§ GIVEN EXERCISE
Reproduce every line of the material below word for word, changing nothing.
------ GIVEN INFORMATION ------
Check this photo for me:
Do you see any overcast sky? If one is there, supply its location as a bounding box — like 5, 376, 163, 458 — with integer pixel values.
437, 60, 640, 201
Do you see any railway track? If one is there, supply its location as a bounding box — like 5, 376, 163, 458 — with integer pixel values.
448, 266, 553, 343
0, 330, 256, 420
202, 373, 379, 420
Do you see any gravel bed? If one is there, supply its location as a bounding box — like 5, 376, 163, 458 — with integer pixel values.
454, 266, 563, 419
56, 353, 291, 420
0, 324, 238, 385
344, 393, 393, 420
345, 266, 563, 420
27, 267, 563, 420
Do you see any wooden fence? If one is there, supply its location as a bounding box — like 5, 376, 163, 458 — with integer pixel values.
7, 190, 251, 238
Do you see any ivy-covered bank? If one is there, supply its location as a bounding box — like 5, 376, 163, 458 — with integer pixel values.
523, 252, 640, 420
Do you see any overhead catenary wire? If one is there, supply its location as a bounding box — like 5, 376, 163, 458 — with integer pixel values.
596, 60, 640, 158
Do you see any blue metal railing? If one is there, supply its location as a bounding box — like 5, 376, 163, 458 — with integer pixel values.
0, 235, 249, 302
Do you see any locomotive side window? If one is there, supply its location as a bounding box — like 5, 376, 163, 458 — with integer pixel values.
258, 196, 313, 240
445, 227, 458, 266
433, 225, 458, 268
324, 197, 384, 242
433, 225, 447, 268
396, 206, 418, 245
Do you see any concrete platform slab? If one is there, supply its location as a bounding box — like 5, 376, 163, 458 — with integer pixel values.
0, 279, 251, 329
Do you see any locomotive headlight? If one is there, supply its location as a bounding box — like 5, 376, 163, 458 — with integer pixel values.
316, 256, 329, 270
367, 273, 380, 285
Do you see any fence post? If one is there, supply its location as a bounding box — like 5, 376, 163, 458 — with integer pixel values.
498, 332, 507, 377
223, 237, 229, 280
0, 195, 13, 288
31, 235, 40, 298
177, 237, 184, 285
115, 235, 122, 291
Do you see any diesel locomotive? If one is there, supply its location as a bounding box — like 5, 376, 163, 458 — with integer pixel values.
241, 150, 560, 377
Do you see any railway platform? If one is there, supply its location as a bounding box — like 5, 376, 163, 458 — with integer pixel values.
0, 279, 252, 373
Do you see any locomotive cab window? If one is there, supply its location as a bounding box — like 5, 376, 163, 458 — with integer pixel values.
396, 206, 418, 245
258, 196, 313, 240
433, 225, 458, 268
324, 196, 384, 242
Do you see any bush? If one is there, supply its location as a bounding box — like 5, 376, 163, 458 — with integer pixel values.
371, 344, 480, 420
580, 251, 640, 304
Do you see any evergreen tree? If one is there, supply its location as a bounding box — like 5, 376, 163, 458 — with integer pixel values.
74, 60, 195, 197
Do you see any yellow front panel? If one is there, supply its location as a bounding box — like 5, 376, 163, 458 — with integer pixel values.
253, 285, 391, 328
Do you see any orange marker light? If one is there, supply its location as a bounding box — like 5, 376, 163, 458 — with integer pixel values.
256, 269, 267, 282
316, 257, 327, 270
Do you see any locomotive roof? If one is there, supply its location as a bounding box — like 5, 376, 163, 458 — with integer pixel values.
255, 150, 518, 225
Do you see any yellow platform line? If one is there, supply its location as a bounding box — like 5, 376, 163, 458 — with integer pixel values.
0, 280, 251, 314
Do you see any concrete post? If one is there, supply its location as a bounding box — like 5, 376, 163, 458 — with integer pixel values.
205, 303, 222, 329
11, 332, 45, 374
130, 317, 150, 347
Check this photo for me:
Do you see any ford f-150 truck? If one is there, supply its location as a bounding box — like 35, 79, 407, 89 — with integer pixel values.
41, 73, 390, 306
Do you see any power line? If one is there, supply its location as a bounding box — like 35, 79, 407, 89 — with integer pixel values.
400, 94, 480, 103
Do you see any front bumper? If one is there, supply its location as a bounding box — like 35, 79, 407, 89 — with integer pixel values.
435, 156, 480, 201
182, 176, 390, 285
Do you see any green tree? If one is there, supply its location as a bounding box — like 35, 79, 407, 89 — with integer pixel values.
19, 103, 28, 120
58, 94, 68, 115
------
§ WRITTEN RESPONSE
Check this photo for me:
Do you see any overcast sky? If one is there, supply its location as a bounding box — like 5, 376, 163, 458 — with integer pixel values.
437, 60, 640, 201
Do you see any railway track? If one is there, supply its location as a bounding box — like 5, 376, 163, 458 — with integer pixel values.
448, 266, 553, 343
0, 330, 256, 420
202, 373, 379, 420
Do you see any gravel bed? If one is there, supply its location as a bounding box — like 5, 376, 163, 458 — with integer pixel values.
454, 266, 563, 419
56, 353, 291, 420
0, 324, 238, 385
344, 393, 393, 420
345, 266, 563, 420
27, 267, 563, 420
Do you see any wooden fence? If one is there, supply its location as a bounding box — like 5, 376, 163, 458 — with integer pixel values.
7, 190, 251, 238
Do you see any ivy-covered bank? If one is there, supply its location as a bounding box — like 5, 376, 163, 458 — with integer pixel values.
523, 252, 640, 420
Do you see any overhead catenary wire? If one is there, supply its location as a bounding box — like 5, 376, 163, 458 — with integer pixel values.
596, 60, 640, 158
Do you see any blue metal railing? If one is there, supply its location as a bounding box — like 5, 376, 163, 458 — with integer pixel values.
0, 235, 249, 302
Do you see any locomotive side window? If one is there, supply its location as a bounding box — like 5, 376, 163, 458 — with integer pixel values.
258, 196, 313, 240
445, 227, 458, 266
433, 225, 458, 268
324, 197, 384, 242
433, 225, 447, 268
396, 206, 418, 245
Do you see any concrete platform slab? If one is there, supply its location as a bounding box — like 5, 376, 163, 458 — with integer pixel values.
0, 279, 251, 329
Do you see any locomotive headlight? If one is there, supply its location as a bounding box — like 5, 376, 163, 458 — with integer pixel values.
316, 256, 329, 270
367, 273, 380, 285
Do you see any fence post? If one is there, supply its location as a bounding box — like 5, 376, 163, 458 — with integer pixel values.
498, 332, 507, 377
223, 237, 229, 280
0, 195, 13, 288
31, 235, 40, 298
177, 237, 184, 285
115, 235, 122, 291
Do you see any diesel locomotive? If one is there, supply its location as a bounding box — like 5, 376, 163, 458 — with integer pixel values.
241, 150, 560, 377
Do you see any railway platform? If one is there, supply its location as a bounding box — like 5, 376, 163, 458 — with integer pixel values.
0, 279, 252, 373
Do you see any locomotive cab window? If one is there, supply its location as a bounding box — like 5, 376, 163, 458 — with integer pixel values.
396, 206, 418, 245
258, 196, 313, 240
433, 225, 458, 268
324, 196, 384, 242
Do you see any bush? If one is there, supply its location as a bounding box — like 5, 376, 163, 458 — with integer pixel values.
371, 344, 480, 420
580, 251, 640, 304
Do you see any evergreen tree? If one is there, supply its location as a bounding box — like 5, 376, 163, 458 — with integer pixel values.
74, 60, 195, 197
Do you see any yellow front panel? If one is there, supply its location as a bounding box — like 5, 376, 163, 458 — with integer pixel values.
253, 285, 391, 328
Do you see any orange marker light? If one is there, supply its location as a bounding box — like 5, 376, 163, 458 — with integer pixel values.
256, 269, 267, 282
316, 257, 327, 270
Do you see any locomotive roof? If one is there, supply its location as a bounding box — like 5, 376, 163, 458 — with integer pixel values.
255, 150, 518, 225
Do you see any yellow platform line? If one is there, supply its location as a bounding box — like 5, 376, 163, 458 — with integer pixel values.
0, 280, 251, 314
Do you see any concrete post? If one is there, supply its location as a bounding box — like 5, 376, 163, 458 — with integer pixel values.
205, 303, 222, 329
11, 332, 45, 374
130, 317, 150, 347
Check this photo for me:
Do you see any ford f-150 truck? If one is there, supply its location as a bounding box — like 35, 79, 407, 89 — with integer pixel values.
41, 73, 390, 306
Do you see any power line? If one is there, supply its location as a bounding box — like 35, 79, 407, 89 — with integer pixel values.
400, 94, 480, 103
Do you see any front bumper? If one is there, supply its location as a bounding box — like 35, 79, 407, 89 — with integer pixel values.
435, 156, 480, 201
182, 176, 390, 285
Do you see any green tree? If one is there, supply its location as a bounding box — like 35, 79, 407, 89 — with integer pixel values.
19, 103, 28, 120
58, 94, 68, 115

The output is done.